Print every entry exactly as written.

──────── Data for the task ────────

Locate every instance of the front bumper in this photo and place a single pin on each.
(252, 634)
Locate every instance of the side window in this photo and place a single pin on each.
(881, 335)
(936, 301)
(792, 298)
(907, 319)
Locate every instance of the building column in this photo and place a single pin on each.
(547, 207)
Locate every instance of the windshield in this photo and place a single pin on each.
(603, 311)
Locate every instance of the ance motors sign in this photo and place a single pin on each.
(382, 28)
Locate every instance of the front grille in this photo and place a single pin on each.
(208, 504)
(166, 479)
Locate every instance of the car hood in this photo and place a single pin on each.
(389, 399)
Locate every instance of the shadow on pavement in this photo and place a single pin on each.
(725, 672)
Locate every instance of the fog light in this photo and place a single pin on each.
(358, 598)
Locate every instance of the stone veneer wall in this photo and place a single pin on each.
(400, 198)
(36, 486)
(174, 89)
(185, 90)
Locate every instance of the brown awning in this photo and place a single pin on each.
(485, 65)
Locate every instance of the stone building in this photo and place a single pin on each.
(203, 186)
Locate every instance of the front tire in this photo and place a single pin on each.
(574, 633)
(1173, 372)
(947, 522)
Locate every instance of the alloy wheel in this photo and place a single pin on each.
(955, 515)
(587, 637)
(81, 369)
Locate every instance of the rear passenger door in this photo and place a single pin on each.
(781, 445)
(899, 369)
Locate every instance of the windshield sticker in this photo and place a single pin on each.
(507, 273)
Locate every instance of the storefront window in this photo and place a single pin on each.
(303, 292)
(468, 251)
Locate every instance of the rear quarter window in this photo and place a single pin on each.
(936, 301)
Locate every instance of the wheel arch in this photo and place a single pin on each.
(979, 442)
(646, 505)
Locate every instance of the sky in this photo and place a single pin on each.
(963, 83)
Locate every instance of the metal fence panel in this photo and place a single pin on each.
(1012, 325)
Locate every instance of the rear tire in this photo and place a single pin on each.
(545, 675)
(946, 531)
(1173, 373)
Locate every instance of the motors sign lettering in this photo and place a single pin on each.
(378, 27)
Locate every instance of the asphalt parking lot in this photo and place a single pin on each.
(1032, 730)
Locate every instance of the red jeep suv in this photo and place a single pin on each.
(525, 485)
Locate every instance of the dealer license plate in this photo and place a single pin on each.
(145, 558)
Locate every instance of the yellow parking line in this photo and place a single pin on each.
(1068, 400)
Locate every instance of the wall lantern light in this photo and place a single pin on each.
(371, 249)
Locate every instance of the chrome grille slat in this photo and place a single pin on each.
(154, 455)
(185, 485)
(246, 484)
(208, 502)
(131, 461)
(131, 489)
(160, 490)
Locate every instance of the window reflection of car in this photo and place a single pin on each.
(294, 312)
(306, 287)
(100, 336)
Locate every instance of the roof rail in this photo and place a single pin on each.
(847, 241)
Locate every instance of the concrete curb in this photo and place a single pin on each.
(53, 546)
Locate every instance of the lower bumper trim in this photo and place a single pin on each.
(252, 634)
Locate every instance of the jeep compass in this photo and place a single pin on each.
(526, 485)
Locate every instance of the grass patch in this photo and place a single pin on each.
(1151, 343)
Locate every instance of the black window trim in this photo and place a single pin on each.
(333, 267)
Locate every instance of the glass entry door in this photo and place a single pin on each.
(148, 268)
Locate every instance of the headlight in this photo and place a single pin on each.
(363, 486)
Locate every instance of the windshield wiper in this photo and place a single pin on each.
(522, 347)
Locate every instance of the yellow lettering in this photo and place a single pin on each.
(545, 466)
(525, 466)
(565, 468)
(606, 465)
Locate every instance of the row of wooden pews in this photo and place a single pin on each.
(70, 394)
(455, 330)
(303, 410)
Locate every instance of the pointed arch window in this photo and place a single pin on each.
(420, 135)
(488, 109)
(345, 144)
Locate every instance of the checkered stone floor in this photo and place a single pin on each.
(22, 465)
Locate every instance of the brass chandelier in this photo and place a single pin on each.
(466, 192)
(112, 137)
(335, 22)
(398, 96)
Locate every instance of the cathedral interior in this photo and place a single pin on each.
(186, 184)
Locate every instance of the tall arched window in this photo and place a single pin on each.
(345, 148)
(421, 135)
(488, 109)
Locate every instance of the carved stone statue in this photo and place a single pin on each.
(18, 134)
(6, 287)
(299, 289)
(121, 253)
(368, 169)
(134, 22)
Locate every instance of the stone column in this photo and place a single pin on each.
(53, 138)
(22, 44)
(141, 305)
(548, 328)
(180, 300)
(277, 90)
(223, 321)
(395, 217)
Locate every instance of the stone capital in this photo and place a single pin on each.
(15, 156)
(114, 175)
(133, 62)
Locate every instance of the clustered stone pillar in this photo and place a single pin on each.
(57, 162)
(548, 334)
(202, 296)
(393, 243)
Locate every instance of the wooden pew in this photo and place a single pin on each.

────────

## Task answer
Locate every instance of the front bumper in this photo and place a single pin on each.
(252, 634)
Locate every instance of the side window in this photo and place a single pin on each.
(881, 335)
(936, 301)
(792, 298)
(907, 319)
Locate every instance of the building column in this photo and place a single pin on each.
(547, 207)
Locate every instance of the windshield in this photo and place a single pin on each.
(603, 311)
Locate every instance of the ance motors sign in this photo and place a single pin on each.
(382, 28)
Locate every instance of the front grille in this photo and place a single pin on each.
(208, 504)
(166, 479)
Locate every instance of the car hood in this photo and place a single pin on each.
(389, 399)
Locate every instance of the shadow on pavement in this photo and place a single pin on each.
(725, 672)
Locate every instance of the fog light in this photo and place a single pin on each.
(358, 598)
Locate every instance of the stone veneer wall in this photo and place a single pin on each.
(400, 198)
(36, 486)
(174, 89)
(185, 90)
Locate every instance of the brown awning in this photo and place a single pin on each.
(485, 65)
Locate every instance of the stone building in this photo and place a single pin on each.
(203, 186)
Locate every instance of the front tire in this photo and place a single pin on each.
(574, 633)
(1173, 372)
(947, 522)
Locate every instance of the alloy wheel in this photo and place a single pin on each.
(955, 515)
(587, 637)
(81, 369)
Locate every instance of the rear passenger door in this photo and place a single pin on each.
(781, 445)
(899, 369)
Locate every instance of the windshield sticker in this photo and place a single pin on each.
(507, 273)
Locate every instance of the storefront window in this photo and place a single pin on each.
(303, 292)
(468, 251)
Locate every instance of the rear quarter window in this photo and place a single pin on each.
(936, 301)
Locate every instance of the wheel arch in this photo and place a single pin on each.
(979, 442)
(646, 505)
Locate every instance of the sky in this photo and place a single pin on each.
(963, 83)
Locate every instance of the metal fence panel in this photo and place a single pin on each.
(1012, 325)
Locate every instance of the rear tire in this photo and place a single pin on each.
(545, 675)
(946, 531)
(1173, 373)
Locate every instance of the motors sign lettering in this photo and place a single pin on each.
(378, 27)
Locate every instance of the asphalt parking lot in this photo and place a single pin on each.
(1032, 730)
Locate every instance of the red jeep suv in this photo and place a single pin on each.
(525, 485)
Locate every instance of the dealer license plate in this photo and place a single pin on each.
(145, 558)
Locate every instance of the yellow parking line in this photo and place a single pin on each.
(1068, 400)
Locate every instance of the wall lantern light in this photo and place a single pin on each.
(371, 249)
Locate every instance of the chrome grille slat in this photo and place a single pin on each.
(154, 455)
(185, 485)
(246, 484)
(208, 502)
(131, 461)
(131, 489)
(160, 490)
Locate every instance of the window reflection of car in this photo and place a single pin on each.
(294, 312)
(306, 287)
(100, 336)
Locate every instance of the roof rail in this photo and place a single pin on each.
(847, 241)
Locate every instance of the concrete curb in this photo and place a single pin on each.
(53, 546)
Locate every instance of the lower bumper trim in this photo and place a single pin on each.
(252, 634)
Locate every instance of the jeep compass in this photo and place a single pin on each.
(526, 485)
Locate every instance of the grass patch in this photo and place a single pin on each.
(1151, 343)
Locate every instance of the black window trim in this photo and place a single pin on each.
(333, 267)
Locate every instance of the glass entry door in this photo and place a single pin on each.
(148, 268)
Locate every instance of the headlight in this photo and place a single pin on each.
(363, 486)
Locate every instance of the windshield wiper in this photo and place a single pin on each.
(522, 347)
Locate every instance of the yellow lettering in this photo and place a single pin on each.
(545, 466)
(525, 466)
(565, 468)
(606, 465)
Locate every instance of the row of wooden pews in this photo and place a single pin on each.
(70, 394)
(455, 330)
(303, 410)
Locate every instance of the pointed arch window in this photo and place a single pin on each.
(420, 135)
(488, 109)
(345, 144)
Locate every instance of the checkered stone floor in this photo and place a single pin on each.
(22, 465)
Locate every instance of the brass chandelier in this photo and place a single pin on each.
(466, 192)
(112, 137)
(335, 22)
(398, 96)
Locate every instance of the cathedral interior in this photo and place a single pin on each.
(186, 184)
Locate every instance of the tall arched window in this photo and place a single pin on each.
(345, 148)
(421, 135)
(488, 109)
Locate every instance of the carved stone statue in this photo and place a single pin on each.
(18, 134)
(6, 287)
(299, 289)
(121, 253)
(368, 169)
(134, 22)
Locate every instance of the stone column in this photo and place a single pin on each.
(53, 138)
(22, 44)
(141, 305)
(548, 328)
(180, 300)
(277, 90)
(223, 321)
(395, 217)
Locate every instance of the stone capital in this photo and place a single pin on each.
(15, 156)
(114, 175)
(133, 62)
Locate every instance of the clustered stone pillar in this photo and place a single pin on each.
(57, 162)
(548, 334)
(202, 296)
(393, 243)
Locate every instance of the wooden pew in this photo and place a single pin on each.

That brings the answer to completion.